_Material provided_:
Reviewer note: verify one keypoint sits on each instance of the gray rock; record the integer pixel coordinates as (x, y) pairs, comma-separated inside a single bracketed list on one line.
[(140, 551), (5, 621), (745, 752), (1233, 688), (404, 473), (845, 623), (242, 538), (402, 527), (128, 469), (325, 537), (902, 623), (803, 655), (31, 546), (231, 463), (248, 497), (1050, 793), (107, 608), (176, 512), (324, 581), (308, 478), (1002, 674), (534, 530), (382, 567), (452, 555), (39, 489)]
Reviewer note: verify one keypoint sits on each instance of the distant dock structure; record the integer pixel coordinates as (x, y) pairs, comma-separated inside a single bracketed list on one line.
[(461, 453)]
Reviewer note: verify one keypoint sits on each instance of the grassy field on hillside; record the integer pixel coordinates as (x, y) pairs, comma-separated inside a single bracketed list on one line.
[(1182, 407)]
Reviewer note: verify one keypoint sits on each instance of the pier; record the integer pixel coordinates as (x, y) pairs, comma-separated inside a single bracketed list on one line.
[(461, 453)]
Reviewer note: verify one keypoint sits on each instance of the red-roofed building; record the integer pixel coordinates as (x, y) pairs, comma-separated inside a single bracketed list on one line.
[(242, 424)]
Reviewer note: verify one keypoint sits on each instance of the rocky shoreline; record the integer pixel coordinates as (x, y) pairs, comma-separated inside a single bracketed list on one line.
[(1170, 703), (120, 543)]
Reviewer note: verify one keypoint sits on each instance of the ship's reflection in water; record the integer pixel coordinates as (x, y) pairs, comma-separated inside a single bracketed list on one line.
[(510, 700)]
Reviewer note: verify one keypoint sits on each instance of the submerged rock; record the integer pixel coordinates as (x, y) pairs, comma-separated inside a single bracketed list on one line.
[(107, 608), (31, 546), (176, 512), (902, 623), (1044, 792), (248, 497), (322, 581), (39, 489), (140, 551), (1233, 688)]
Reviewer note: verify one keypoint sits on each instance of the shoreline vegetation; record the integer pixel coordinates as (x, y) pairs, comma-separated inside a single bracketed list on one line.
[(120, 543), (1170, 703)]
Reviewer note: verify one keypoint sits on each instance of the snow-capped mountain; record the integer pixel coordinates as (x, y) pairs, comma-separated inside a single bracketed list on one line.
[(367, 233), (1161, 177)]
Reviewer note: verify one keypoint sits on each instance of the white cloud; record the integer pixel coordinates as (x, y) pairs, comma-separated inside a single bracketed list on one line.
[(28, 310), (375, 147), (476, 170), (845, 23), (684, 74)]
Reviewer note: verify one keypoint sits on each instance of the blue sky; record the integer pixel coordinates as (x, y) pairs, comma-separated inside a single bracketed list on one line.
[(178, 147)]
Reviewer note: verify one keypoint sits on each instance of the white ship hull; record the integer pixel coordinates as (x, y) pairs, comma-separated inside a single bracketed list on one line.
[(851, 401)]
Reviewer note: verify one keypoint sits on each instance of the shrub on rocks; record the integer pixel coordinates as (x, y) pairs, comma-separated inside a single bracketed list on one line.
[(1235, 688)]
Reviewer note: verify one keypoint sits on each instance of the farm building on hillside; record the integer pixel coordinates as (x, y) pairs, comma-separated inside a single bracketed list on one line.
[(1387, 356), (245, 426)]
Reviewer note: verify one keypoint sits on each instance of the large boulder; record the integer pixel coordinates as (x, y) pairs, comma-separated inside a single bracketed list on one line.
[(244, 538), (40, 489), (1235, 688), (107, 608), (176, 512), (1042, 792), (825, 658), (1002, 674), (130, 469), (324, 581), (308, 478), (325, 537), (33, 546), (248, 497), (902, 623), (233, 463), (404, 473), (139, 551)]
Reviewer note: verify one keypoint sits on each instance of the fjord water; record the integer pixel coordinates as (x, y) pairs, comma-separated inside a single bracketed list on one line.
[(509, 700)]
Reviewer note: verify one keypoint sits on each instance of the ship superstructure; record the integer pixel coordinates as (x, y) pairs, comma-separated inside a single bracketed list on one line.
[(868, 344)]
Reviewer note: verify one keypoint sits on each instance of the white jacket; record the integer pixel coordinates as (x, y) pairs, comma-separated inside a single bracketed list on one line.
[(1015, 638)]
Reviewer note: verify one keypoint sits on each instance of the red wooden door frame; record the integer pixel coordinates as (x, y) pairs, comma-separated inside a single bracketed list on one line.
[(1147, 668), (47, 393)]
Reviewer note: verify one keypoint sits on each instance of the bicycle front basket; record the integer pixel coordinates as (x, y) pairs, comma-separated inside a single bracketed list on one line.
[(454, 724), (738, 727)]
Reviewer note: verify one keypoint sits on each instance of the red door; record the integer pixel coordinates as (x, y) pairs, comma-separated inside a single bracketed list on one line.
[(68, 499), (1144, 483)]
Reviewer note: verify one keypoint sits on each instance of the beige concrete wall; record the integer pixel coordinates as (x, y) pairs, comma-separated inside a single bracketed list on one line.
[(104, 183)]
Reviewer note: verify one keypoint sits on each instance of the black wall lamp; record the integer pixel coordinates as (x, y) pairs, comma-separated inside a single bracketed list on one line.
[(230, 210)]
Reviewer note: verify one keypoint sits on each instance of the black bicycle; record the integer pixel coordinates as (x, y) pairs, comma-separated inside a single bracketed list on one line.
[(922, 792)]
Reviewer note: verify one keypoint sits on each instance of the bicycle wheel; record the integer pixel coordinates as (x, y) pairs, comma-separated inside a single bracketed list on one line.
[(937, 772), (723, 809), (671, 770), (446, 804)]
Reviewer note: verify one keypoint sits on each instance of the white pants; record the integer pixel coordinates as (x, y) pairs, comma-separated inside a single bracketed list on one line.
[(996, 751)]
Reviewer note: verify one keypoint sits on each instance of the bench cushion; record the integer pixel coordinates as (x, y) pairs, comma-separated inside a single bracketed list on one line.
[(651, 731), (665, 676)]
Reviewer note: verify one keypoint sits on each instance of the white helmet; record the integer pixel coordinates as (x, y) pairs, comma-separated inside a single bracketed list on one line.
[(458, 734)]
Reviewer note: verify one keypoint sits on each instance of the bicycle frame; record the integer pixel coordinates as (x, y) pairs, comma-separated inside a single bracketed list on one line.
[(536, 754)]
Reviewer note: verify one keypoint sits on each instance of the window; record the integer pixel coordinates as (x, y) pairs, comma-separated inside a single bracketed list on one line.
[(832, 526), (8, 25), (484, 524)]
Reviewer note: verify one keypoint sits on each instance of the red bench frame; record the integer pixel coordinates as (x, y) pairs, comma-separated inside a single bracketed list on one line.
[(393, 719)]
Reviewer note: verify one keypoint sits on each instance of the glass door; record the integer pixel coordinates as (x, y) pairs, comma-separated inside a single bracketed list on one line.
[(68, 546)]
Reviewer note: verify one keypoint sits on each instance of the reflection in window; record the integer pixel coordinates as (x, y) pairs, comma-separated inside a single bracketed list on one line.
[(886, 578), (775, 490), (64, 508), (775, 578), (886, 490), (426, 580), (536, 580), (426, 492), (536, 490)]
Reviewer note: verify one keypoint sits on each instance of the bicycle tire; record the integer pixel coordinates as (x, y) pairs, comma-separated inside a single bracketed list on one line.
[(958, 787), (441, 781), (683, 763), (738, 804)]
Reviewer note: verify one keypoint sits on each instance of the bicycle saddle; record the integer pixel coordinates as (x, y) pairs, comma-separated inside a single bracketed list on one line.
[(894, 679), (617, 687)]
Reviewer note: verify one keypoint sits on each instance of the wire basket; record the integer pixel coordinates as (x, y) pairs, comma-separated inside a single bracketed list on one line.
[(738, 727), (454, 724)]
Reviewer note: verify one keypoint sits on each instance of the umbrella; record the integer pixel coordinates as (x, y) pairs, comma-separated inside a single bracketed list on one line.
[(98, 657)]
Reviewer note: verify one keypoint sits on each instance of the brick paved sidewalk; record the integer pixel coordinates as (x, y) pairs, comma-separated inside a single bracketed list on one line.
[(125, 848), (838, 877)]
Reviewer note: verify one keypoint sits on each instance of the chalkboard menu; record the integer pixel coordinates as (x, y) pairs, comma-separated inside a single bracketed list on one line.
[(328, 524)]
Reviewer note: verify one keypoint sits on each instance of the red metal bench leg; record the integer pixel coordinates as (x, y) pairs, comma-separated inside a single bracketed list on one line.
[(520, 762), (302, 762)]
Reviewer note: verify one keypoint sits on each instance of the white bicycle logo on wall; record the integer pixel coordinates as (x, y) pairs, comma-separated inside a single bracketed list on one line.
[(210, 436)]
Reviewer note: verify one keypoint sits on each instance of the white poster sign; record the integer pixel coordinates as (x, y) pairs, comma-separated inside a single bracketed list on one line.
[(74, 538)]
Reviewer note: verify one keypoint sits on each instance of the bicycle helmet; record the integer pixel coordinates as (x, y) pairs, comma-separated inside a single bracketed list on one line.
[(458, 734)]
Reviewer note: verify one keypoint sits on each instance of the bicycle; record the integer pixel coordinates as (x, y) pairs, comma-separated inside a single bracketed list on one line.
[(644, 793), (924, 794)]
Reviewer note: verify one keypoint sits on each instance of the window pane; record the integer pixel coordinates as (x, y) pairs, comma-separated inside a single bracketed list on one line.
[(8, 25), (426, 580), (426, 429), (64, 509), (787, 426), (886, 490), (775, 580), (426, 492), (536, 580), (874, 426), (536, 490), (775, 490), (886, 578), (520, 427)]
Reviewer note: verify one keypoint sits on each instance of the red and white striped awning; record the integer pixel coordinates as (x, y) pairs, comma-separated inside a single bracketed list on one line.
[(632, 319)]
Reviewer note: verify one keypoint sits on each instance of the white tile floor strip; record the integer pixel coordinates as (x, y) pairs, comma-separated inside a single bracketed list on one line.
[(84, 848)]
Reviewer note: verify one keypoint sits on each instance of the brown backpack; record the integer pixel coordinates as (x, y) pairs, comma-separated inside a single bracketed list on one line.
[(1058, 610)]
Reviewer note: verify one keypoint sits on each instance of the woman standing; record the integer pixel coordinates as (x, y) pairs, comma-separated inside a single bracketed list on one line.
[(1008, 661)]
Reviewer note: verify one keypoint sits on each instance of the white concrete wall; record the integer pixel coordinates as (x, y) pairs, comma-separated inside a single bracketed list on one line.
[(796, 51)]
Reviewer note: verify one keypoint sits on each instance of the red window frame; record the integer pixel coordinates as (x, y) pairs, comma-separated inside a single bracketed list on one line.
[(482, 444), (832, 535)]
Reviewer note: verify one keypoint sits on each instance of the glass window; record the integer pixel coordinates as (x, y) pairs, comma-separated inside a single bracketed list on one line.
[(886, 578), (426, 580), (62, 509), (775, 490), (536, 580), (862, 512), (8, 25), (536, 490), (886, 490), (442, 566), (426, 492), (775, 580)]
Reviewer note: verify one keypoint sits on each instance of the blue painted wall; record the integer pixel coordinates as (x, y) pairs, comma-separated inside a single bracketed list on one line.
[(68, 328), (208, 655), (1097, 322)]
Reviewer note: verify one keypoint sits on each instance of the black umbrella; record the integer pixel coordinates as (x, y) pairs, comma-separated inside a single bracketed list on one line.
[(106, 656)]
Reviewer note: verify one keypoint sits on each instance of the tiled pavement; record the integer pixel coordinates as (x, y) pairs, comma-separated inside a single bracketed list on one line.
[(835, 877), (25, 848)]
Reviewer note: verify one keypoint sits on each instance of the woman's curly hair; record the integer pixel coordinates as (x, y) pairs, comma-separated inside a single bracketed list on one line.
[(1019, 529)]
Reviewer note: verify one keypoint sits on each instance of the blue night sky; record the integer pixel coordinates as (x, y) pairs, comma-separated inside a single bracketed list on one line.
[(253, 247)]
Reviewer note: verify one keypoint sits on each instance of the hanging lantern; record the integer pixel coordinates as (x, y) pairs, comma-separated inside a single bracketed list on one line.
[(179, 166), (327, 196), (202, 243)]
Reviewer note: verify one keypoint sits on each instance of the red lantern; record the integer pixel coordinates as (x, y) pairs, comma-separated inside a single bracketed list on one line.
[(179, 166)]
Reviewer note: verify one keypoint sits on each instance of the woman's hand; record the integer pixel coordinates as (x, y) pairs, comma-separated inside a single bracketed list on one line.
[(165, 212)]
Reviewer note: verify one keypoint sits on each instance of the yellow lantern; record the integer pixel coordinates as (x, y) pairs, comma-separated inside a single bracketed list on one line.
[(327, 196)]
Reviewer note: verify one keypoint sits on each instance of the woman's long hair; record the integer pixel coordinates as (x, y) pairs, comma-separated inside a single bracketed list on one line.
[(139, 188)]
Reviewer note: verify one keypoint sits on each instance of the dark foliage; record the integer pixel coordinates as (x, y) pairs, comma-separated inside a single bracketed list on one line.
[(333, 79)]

_Problem statement_: Please copy out the part of the records above that opens with the line containing "of the dark" and runs through the end of the records, swapping "foliage" for "leaves" and changing nothing else.

_The solution_:
Reviewer note: verify one keypoint sits on each instance of the dark leaves; record the integer pixel coordinates as (x, y) pairs, comma-separated inside a single bracketed list on one line.
[(333, 79)]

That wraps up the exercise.